**WHAT YOU NEED TO DO**
Please convert the rows below into a two-column CSV with the columns "prompt" and "reply". Start at the line containing "of the brown" and continue through the last row, writing one CSV line per row with its text and its answer each in a single quoted field and any line breaks replaced by spaces.

**RECORDS**

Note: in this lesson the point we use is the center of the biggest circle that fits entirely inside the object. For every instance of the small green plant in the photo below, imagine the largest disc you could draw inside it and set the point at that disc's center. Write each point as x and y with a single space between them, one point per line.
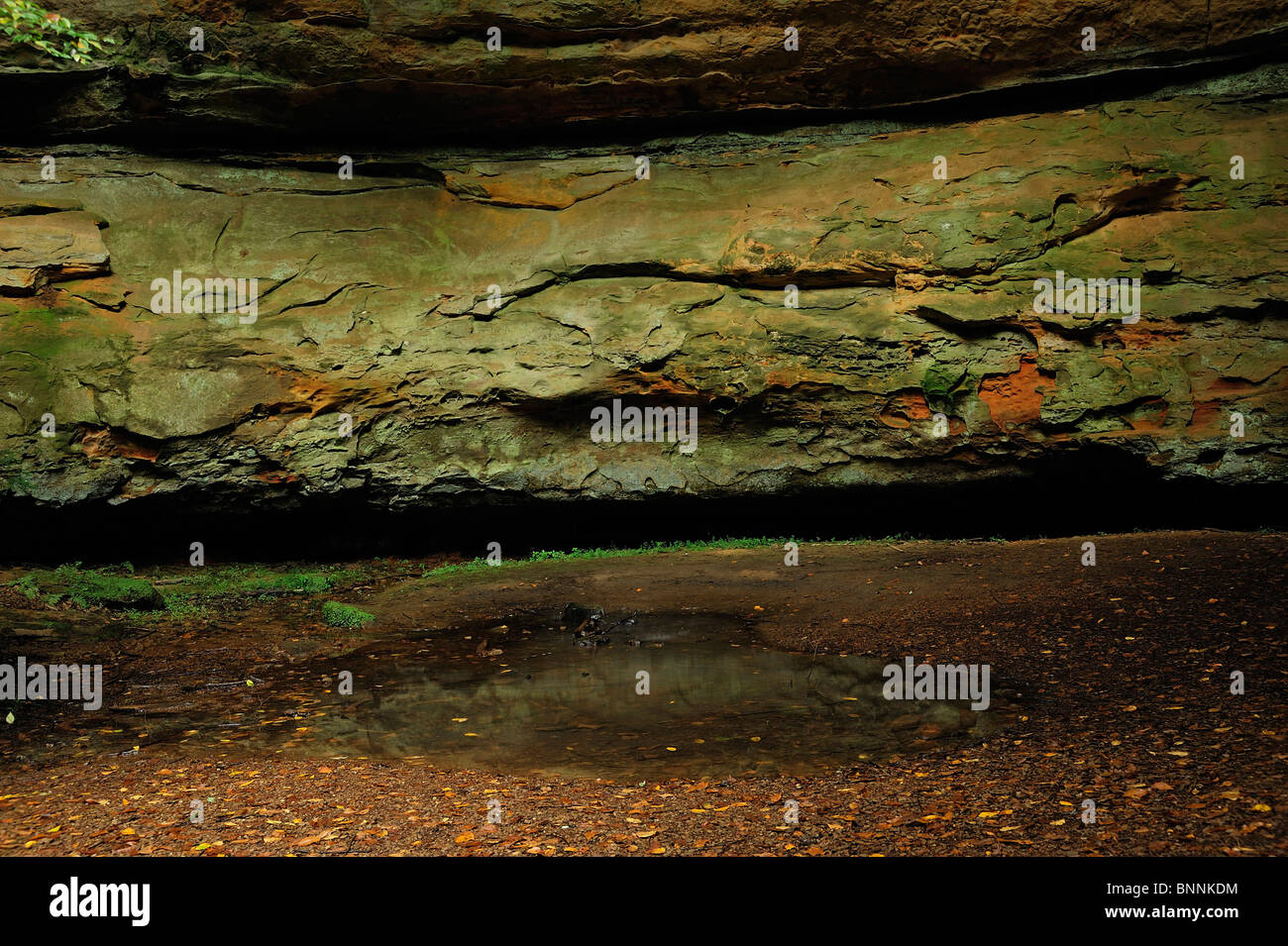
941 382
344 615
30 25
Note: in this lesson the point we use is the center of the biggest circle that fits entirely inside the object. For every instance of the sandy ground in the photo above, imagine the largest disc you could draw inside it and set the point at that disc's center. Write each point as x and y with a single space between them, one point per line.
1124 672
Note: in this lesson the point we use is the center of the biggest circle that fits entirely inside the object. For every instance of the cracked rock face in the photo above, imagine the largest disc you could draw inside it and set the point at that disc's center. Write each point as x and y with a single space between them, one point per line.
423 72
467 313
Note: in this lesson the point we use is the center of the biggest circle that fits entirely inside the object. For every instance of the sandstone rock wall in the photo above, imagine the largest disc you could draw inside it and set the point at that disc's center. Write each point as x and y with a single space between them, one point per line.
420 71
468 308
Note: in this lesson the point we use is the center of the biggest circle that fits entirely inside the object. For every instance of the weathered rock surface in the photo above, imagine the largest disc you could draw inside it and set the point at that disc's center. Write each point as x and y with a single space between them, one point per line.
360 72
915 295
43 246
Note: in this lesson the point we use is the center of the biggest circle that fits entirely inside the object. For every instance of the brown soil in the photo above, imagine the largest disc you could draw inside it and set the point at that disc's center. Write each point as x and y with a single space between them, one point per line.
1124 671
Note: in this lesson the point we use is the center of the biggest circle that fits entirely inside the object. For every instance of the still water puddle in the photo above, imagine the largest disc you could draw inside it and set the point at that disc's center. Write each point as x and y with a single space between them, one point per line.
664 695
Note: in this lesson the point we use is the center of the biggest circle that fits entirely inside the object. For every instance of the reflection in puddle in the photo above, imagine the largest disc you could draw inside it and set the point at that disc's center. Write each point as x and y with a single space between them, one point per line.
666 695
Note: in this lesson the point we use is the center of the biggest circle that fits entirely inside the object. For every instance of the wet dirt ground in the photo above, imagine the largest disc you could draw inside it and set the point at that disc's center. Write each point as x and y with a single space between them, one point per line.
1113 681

**OUTPUT OF THE TASK**
prompt,reply
"Note: in this lesson the point we use is the center of the biggest circle that fits entirely inside the object. For every instance of the brown soil in the photo above, imagine the largest disc you could draw inside it and set the point at that disc's center. Write each point as x and y with a single space between them, one point per line.","1124 671"
"Note: in this lesson the point we use is the center of the biggest circle that fits entirely inside the object. For every instance of the still water puddle in the photo above, imagine the largest disc you could draw inside it and set the point at that disc's center. Write each point as x and y with a single space between them, one point per line.","664 695"
"Note: in this lesson the point we use is the center of the biggest circle that fits entirely inside the object. For every instance of the reflection in puddle in the photo above, imagine the largest disc you could draw inside it and set the point at that disc's center. Write each point as x and y with a single space between them, one point per line.","666 695"
"Note: in this lesson the point we use is the center of the biggest circle that fits entirely inside the object. For every instance of the wet dirt ground in the photo above, imagine the largest disc you could draw inside it and set the point at that disc's center. Write each point as x and y with a single space between them, one point per line.","1113 681"